OBJECTIVE: Strip the pictures and reproduce the rest of the listing exactly.

Rows from a pointing dataset
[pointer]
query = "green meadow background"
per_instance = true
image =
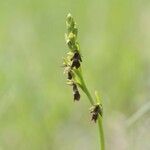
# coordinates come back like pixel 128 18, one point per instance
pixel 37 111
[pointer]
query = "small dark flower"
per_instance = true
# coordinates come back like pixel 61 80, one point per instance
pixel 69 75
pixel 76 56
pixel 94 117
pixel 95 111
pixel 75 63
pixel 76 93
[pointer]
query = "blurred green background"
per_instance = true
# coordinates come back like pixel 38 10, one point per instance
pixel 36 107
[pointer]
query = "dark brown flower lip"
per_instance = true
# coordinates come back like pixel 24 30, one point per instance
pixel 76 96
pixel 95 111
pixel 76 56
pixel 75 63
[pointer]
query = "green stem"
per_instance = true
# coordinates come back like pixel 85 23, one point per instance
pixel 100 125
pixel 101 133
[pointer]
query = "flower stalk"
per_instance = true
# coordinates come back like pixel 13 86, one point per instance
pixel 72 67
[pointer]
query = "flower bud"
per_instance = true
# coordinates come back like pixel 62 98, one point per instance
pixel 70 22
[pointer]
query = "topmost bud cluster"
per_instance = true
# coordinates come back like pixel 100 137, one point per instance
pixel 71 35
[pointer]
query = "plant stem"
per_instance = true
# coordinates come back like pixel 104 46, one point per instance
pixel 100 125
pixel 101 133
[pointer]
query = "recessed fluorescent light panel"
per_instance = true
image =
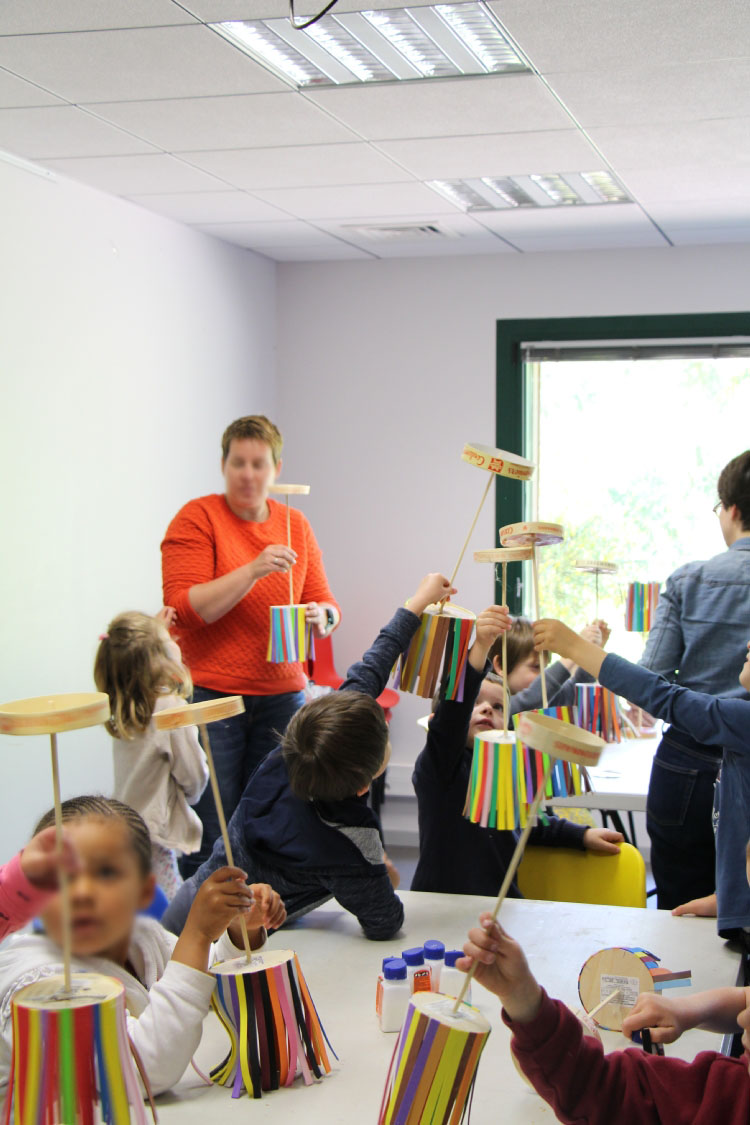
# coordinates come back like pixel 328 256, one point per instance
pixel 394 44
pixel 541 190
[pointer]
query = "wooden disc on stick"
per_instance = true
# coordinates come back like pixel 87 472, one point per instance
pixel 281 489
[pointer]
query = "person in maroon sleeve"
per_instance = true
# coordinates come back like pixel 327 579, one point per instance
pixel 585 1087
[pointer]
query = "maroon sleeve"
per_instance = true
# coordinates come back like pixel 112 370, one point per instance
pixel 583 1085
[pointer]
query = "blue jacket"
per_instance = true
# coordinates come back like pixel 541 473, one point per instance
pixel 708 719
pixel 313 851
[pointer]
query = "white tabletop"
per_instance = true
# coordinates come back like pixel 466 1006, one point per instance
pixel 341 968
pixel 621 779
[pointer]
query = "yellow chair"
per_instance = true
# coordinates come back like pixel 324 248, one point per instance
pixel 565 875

TASK ANSWER:
[pointer]
query = "green meadow background"
per_instance = true
image =
# coordinates come back like pixel 128 18, one point per instance
pixel 37 111
[pointer]
query = "small dark flower"
per_instance = true
# coordinates come back like pixel 61 80, one point per instance
pixel 69 75
pixel 76 56
pixel 94 117
pixel 95 111
pixel 75 63
pixel 76 93
[pointer]
query = "blurred green background"
per_instance = true
# coordinates come back like pixel 38 10, one point per instance
pixel 36 107
[pointer]
query = "dark brown flower lip"
per_instance = true
# coordinates come back like pixel 24 30, one point per instance
pixel 76 96
pixel 95 111
pixel 76 56
pixel 75 63
[pointer]
query = "green stem"
per_instance = true
# coordinates come back like pixel 85 23, one point per instance
pixel 100 125
pixel 101 133
[pointer]
query = "flower stalk"
per_instance = true
# coordinates come back like pixel 13 86, one point per instance
pixel 72 67
[pointer]
query = "flower bud"
per_instance = true
# coordinates come back like pixel 62 98, one point per instance
pixel 70 22
[pointer]
query = "topmost bud cluster"
per_instance = true
# coordinates come back like pixel 100 137, one point per instance
pixel 71 35
[pointer]
query = "plant stem"
per_instance = true
# coordinates come back like pixel 104 46, one point per instance
pixel 100 125
pixel 101 133
[pointer]
query = "recessed fluorescent light panel"
per_instance = true
image =
# coordinates come back like pixel 328 256, one point per instance
pixel 394 44
pixel 541 190
[pointer]
query = "wooden disc on stick"
per_instance = true
# coordinates come back like pixel 87 472, one point per instance
pixel 281 489
[pointer]
query = "person in maroon sleeve"
per_instance = true
# coordinates come back like pixel 327 579, one point per instance
pixel 585 1087
[pointer]
query = "maroon sleeve"
per_instance = true
# coordinates come back like pixel 112 370, one point per instance
pixel 583 1085
[pointer]
query = "blue jacket"
per_instance = true
# coordinates come back like pixel 541 473, one point per instance
pixel 708 719
pixel 313 851
[pointer]
query = "white tabletop"
per_instance = true
# coordinates come back like pixel 466 1006, one point per instance
pixel 341 968
pixel 621 779
[pointer]
query = "yellow chair"
per_instance = true
# coordinates come back like pixel 324 248, one point per instance
pixel 565 875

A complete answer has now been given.